* DOCUMENT SECTION
The gauge holders are actually going to do two jobs. The dash in the S14 has a few little rips and like everything people want drug money for good ones (dash looks super shiny because I just wiped it off) so when I get more double sided tape they'll go over the rips.



Will look something like this, fnf spec.





Ran out of time to finish the controller. Need to pickup a set of crimpers, work out what rated fuse I need for the power and hopefully finish it off next week.

gmr1234

Original Poster:

56 posts

37 months

Wednesday 25th August 2021
quotequote all
Wiring misadventures chapter 1.



Started with the easy stuff first, power. Mate recommended putting an in-line fuse in so got one of these things from repco.



These thingos make it easy.





Next up were fan 1 and 2. More in line solder heatshrink thingos.





This left earth, ignition (yellow) and AC trigger (green). I won't bore any one with the earth. Figured I could kill two birds with one stone by getting ignition and AC trigger from the AC compressor relay. Que pulling apart the fuse box to get at it.



The AC compressor relay is on the ignition circuit and is normaly open, closing to run the compressor. I thought this would be good to kickstart the thermo fans when AC is on (incorrectly as time will tell).



Because I didn't have a lot of confidence I didn't want to splice into the loom. Thought I might be able to run the controller wires into the relay directly.



Battery had decent charge somehow after sitting around for yonks.



With the key in ignition we have power, woo.









And back together.



For the AC trigger I wanted to hook into the open side so when the AC turns on the relay energises switch closes starting the thermos.



It was at this point one of the boys in the chat shat in my cornflakes. He explained to me that the AC compressor doesn't always run when the AC is on. It runs to build pressure and then cuts out. If it were to run all the time it would eventually blow up... bugger. Managed to find a european S14 wiring diagram which has to be close to the ADM model I have and it's right (I think this thing makes sense almost).



Oh well back to the drawing board. There's the stock ac thermo fan relay which in hindsight seems like a much better choice doh. Before doing that thought I should check if the fans would run thermostatically. They're set to turn on at 85 degrees so heated the temp sensor up with the gun (106 degrees not 901 lol).

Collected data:
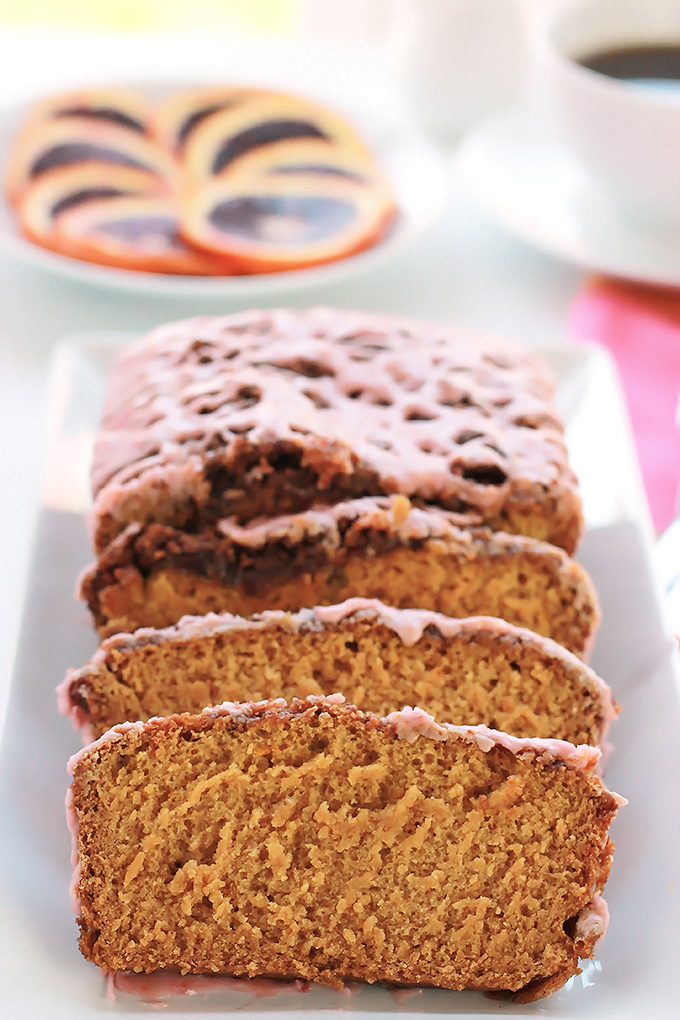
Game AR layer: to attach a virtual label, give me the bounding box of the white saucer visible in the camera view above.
[456,107,680,286]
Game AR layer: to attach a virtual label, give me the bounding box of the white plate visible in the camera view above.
[456,107,680,286]
[0,337,680,1020]
[0,83,450,298]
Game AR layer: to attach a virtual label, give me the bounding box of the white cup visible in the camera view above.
[533,0,680,221]
[388,0,526,143]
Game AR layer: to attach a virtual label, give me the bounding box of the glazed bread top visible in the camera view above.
[87,308,581,550]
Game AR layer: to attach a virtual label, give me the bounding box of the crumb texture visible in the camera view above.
[62,604,614,746]
[83,514,598,656]
[72,704,616,998]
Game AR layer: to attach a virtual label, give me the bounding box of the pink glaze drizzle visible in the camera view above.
[93,308,577,550]
[58,598,617,728]
[574,893,611,951]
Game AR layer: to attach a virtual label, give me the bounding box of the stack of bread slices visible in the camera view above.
[59,308,621,1002]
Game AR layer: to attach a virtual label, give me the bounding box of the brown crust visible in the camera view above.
[87,309,582,552]
[71,699,620,1003]
[58,599,616,746]
[80,498,598,655]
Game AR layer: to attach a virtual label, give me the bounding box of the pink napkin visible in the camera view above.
[570,278,680,530]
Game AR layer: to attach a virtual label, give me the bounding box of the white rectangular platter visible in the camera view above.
[0,335,680,1020]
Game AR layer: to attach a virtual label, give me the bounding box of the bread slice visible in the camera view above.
[81,496,599,657]
[68,696,622,1002]
[59,599,615,745]
[87,308,582,553]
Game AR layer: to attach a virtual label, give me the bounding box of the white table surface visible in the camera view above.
[0,30,580,718]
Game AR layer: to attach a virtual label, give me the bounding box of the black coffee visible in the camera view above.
[578,46,680,85]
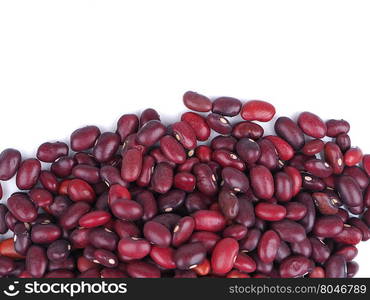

* PROBLEMS AND TASKS
a: List every connection that the fan wiring post says the controller had to be wired to.
b: From the fan wiring post, write out the passage that opens with the words containing "And back together." and closes with "starting the thermos.".
c: Answer these questions from the fan wiring post:
(i) What kind of fuse did the mate recommend for the power connection?
(ii) What is the normal state of the AC compressor relay, and when does it close?
(iii) At what temperature are the fans set to turn on?

* THE ANSWERS
a:
Power
Fan 1
Fan 2
Earth
Ignition (yellow)
AC trigger (green)

b:
And back together.



For the AC trigger I wanted to hook into the open side so when the AC turns on the relay energises switch closes starting the thermos.

c:
(i) An in-line fuse.
(ii) It is normally open and closes to run the compressor.
(iii) 85 degrees.